____ Reading text

The policy imposed a rule of 25 per cent maximum of a cafeteria or vending machine offerings being defined as “junk food”.
At that time, NSW Chief Health Officer Dr Kerry Chant referred to the goal of a 5 per cent reduction in overweight and obese adults by 2020 as the driving reason for the new rules.
Mr Fitzgerald is confident the gradual introduction of healthy living initiatives in Hamilton has prepared the community for the green-light menu in the hospital.
“Seventy per cent of people in the Western Region of Victoria are overweight and obese, which is much higher than the national average which is approximately 66 per cent according to Australian Institute of Health and Welfare reports,” he says.
“The obesity rates for young people in our area are also much higher than the national average. That was a strong indicator that as a community we needed to make a change.”

________
____ Recorded information

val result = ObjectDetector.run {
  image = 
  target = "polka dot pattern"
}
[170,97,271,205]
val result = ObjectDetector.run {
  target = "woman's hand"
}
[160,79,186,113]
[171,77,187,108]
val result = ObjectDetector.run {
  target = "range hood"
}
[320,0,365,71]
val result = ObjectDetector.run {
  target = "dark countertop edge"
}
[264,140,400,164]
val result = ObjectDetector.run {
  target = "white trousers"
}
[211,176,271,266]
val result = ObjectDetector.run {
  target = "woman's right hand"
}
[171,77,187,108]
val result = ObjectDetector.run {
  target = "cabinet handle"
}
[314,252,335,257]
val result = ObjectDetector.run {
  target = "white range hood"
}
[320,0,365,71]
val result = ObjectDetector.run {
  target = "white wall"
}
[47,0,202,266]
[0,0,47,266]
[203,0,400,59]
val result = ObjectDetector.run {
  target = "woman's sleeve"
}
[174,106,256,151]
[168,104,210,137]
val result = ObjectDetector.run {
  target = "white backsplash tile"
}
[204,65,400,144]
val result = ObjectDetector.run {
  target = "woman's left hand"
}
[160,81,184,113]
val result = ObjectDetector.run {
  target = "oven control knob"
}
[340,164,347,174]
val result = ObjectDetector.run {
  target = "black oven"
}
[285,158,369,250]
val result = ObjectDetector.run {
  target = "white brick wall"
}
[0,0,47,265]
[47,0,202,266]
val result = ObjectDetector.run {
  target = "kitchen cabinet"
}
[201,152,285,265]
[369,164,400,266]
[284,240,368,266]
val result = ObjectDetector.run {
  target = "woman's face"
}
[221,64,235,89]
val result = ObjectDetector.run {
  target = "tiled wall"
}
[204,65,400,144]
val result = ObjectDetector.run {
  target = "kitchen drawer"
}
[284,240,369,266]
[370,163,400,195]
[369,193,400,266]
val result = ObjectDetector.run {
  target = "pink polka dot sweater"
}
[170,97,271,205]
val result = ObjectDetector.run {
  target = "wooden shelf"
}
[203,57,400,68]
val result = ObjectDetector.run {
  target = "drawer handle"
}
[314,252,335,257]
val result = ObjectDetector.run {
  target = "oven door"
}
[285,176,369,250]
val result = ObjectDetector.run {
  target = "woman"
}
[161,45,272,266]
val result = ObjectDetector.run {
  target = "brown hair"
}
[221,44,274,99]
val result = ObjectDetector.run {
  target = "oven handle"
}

________

→ **Work to complete**:
1) Decide whether each statement agrees with the passage on hospital food rules, answering yes or no and quoting the words of the passage that settle it. (a) The policy set 25 per cent as the most a cafeteria or vending machine could offer in junk food. (b) Dr Kerry Chant pointed to a goal of a 10 per cent reduction in overweight and obese adults by 2020. (c) The share of overweight and obese people in the Western Region of Victoria is below the national average.
2) Write the next few sentences of the passage on hospital food rules, picking up after its final sentence.

→ **Solved problems**:
1)
(a) Yes: "a rule of 25 per cent maximum of a cafeteria or vending machine offerings"
(b) No: "the goal of a 5 per cent reduction in overweight and obese adults by 2020"
(c) No: "Seventy per cent of people in the Western Region of Victoria are overweight and obese, which is much higher than the national average"

2)
As far as developing a menu that offered healthy foods without sacrificing flavour nor eradicating all existing options, Mr Fitzgerald praises the creativity of their chefs and also acknowledges the support of the Victorian Government.
“We’ve got some really innovative chefs in our organisation,” Mr Fitzgerald says.
“We’ve had to revisit 150 menu options and focus on reducing fat, sugar and salt content.
“We’ve had to look at what we can substitute to meet the green light standards. So, everything on the menu goes through a Food Checker, developed by the Victorian Government and also the Healthy Eating Advisory Service.”